§ **Text**
§
Anfrage: Verkehrskonzept für Großveranstaltungen im Umfeld der Red Bull Arena und der Arena Leipzig

Anfrage vom 2. Juni 2016 zur Beantwortung in der Ratsversammlung am 22. Juni 2016

Falschparker, u. a. auf den Radfahrstreifen sind im Alltag ein ärgerliches und gefährliches Problem in Leipzig. Dieser Konflikt ist immerzu verstärkt erlebbar bei den verschiedenen Großveranstaltungen rund um das Stadion und die Arena. So sind bei Fußballspielen die Radfahrstreifen in der Marschnerstraße zugeparkt. Anwohner und Anwohnerinnen der Sport- und Kulturstätten im Waldstraßen- und Musikviertel erleben immer häufiger eine außerordentlich zugespitzte Parksituation in ihrem Wohnumfeld.

Oberbürgermeister Jung sagte beim Aufstieg von RB Leipzig in die 1. Liga gegenüber der Presse am 9. Mai 2016 aus: „Ich bin überzeugt, dass wir mit den vorhandenen Möglichkeiten plus Ausbau auf 55.000 ein sehr gutes Stadion haben. Ich glaube, innerstädtische Stadien sind ein Zukunftsmodell. Wenn ich ein Stadion außerhalb auf die grüne Wiese baue, kommen damit verbundene Effekte nur noch sehr gering in der Stadt an. Ich spreche von Gastronomie, Hotellerie, Dienstleistungen. Es ist auch eine Chance, Verkehr anders zu organisieren. Bei der WM war es selbstverständlich, zu Fuß vom Hauptbahnhof ins Stadion zu gehen. ...“
Frage LVZ: Ist die Belastung im Waldstraßenviertel zu groß? „Sie ist groß, ich verstehe die Sorgen. Wir arbeiten an einem deutlich besseren Verkehrskonzept gerade zum Schutz des Waldstraßenviertels. Aber ein Großkonzert belastet mehr als Fußball.“

Wir fragen an:

  1. Wie arbeiteten die Stadtverwaltung (u.a. Ordnungsamt ), Sport- und Konzertveranstalter mit der Polizei bisher zusammen, um den allgemeinen fließenden Verkehr ohne Beeinträchtigungen aufrecht zu erhalten? Werden Falschparker während den Veranstaltungen mit großem Besucheraufkommen, u.a. auf Radfahrstreifen von Polizei und Ordnungsamt geduldet oder sanktioniert?
§
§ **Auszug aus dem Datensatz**
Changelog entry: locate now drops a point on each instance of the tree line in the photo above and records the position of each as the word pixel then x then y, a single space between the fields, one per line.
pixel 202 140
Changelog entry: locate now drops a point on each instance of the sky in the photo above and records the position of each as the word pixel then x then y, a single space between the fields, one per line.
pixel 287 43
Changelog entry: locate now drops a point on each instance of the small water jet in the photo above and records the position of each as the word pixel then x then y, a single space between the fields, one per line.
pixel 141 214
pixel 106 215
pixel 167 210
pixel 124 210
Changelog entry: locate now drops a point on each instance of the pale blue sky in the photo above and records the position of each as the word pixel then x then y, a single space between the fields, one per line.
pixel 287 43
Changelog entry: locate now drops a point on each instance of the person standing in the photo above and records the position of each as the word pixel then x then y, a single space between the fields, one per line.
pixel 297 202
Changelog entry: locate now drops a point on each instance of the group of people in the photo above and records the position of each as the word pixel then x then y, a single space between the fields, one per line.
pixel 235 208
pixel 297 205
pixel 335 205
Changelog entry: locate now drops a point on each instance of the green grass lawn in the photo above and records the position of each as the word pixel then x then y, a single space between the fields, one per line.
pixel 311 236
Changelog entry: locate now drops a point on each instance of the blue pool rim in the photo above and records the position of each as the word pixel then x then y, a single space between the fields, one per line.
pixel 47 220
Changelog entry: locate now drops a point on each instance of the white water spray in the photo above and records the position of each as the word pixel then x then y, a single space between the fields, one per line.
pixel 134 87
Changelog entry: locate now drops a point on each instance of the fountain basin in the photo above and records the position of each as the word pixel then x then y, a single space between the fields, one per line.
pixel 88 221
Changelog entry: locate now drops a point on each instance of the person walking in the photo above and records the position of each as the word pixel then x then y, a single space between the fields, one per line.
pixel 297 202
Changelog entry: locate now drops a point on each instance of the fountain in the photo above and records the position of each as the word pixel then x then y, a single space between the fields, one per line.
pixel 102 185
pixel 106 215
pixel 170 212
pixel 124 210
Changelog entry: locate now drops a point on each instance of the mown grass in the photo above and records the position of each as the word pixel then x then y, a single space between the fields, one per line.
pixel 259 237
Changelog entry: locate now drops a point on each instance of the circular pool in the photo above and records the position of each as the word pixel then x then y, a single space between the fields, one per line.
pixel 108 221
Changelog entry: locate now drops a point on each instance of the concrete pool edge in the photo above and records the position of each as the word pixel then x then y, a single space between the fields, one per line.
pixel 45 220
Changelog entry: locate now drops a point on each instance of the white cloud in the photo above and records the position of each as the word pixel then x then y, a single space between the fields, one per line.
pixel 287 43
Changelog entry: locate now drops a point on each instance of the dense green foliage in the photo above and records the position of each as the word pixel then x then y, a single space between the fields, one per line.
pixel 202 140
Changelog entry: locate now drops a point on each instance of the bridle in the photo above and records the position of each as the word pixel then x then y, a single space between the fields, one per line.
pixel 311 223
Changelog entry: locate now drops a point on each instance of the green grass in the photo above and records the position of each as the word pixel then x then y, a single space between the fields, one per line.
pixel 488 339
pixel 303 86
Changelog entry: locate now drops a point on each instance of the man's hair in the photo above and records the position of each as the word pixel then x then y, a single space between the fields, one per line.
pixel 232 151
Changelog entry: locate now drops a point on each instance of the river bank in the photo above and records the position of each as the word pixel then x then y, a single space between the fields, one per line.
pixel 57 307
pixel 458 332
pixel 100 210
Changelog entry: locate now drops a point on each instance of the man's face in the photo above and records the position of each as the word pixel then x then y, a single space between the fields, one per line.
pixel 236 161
§
§ **Zu bearbeitende Aufgabe**
In welcher Straße sind laut der Anfrage bei Fußballspielen die Radfahrstreifen zugeparkt? Stützen Sie sich ausschließlich auf die Anfrage und nicht auf die Auflistung.

§ **Fertige Antwort**
In der Marschnerstraße.